No primeiro sistema, somente depois de esgotados todos os recursos (ordinários e extraordinários) é que a pena pode ser executada (salvo o caso de prisão preventiva, que ocorreria teoricamente em situações excepcionalíssimas). No segundo sistema, a execução da pena exige dois julgamentos condenatórios feitos normalmente pelas instâncias ordinárias (1º e 2º graus). Nele há uma análise dupla dos fatos, das provas e do direito, leia-se, condenação imposta por uma instância e confirmada por outra. (HC 126.292/SP, plenário, Relator Ministro Teori Zavascki, DJe 17/02/16).

Muitos países possuem um julgamento colegiado já no primeiro grau, no Brasil, o

julgamento é monocrático, além da diferença no sistema recursal e carcerário, vários países

sequer admitem recurso além do duplo grau de jurisdição.

Para o direito internacional, o princípio da presunção de inocência é entendido como

extensão do princípio da dignidade da pessoa humana e deve ser devidamente respeitado,

sem vinculação da legislação externa permitindo a cada país a regulamentação dentro do

ordenamento jurídico vigente, devendo portanto, ser o princípio reconhecido com margem

para aplicação do direito interno.

Vale destacar a inviável eleição de via de comparação com direito estrangeiro por se

tratar de formas completamente diferentes, há institutos que não se encontram similar ou

idêntico em nenhum outro ordenamento jurídico, além da existência de sistemas mais

eficientes e céleres do que o pátrio.

> [Instrução 1] Reescreva de forma mais breve o parágrafo do texto extraído que começa com "Para o direito internacional", mantendo seus fatos principais.
O texto e os registros não têm relação entre si.

> [Listagem de dados]
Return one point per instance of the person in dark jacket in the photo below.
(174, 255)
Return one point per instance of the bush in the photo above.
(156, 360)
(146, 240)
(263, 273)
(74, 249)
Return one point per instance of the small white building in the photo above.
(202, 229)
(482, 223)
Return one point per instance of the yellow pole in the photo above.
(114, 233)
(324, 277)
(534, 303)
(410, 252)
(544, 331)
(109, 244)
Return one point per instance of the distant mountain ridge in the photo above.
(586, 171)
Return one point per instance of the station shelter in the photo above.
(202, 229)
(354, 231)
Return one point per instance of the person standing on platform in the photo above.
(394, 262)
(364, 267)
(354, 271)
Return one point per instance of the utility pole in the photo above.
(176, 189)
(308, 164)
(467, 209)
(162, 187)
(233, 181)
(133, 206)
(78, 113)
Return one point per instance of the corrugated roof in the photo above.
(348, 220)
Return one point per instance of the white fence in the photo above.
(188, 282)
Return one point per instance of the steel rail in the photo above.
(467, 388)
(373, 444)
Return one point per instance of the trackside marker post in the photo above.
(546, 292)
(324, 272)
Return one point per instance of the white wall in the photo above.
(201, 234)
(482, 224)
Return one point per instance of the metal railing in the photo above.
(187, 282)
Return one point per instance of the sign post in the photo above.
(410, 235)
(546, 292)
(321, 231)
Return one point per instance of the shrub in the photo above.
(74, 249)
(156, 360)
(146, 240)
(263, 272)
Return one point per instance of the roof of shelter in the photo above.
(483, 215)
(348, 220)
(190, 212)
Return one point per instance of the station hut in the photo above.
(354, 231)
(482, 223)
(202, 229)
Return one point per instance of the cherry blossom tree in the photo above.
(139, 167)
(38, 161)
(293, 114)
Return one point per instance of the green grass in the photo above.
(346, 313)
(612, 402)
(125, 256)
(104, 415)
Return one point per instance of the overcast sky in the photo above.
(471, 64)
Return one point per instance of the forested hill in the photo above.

> [Instrução 2] Converta em lista numerada tudo o que vai da linha dos registros que contém "Return one point per instance of the sign" até o final dos registros, incluindo as duas pontas e deixando de fora as linhas em branco.

> [Solução completa 1] Para o direito internacional, a presunção de inocência é uma extensão da dignidade da pessoa humana e deve ser respeitada. Ela não vincula a legislação externa, e cada país a regulamenta em seu próprio ordenamento. Assim, o princípio deve ser reconhecido com margem para a aplicação do direito interno.

> [Solução completa 2]
1. Return one point per instance of the sign post in the photo above.
2. (410, 235)
3. (546, 292)
4. (321, 231)
5. Return one point per instance of the shrub in the photo above.
6. (74, 249)
7. (156, 360)
8. (146, 240)
9. (263, 272)
10. Return one point per instance of the roof of shelter in the photo above.
11. (483, 215)
12. (348, 220)
13. (190, 212)
14. Return one point per instance of the station hut in the photo above.
15. (354, 231)
16. (482, 223)
17. (202, 229)
18. Return one point per instance of the cherry blossom tree in the photo above.
19. (139, 167)
20. (38, 161)
21. (293, 114)
22. Return one point per instance of the green grass in the photo above.
23. (346, 313)
24. (612, 402)
25. (125, 256)
26. (104, 415)
27. Return one point per instance of the overcast sky in the photo above.
28. (471, 64)
29. Return one point per instance of the forested hill in the photo above.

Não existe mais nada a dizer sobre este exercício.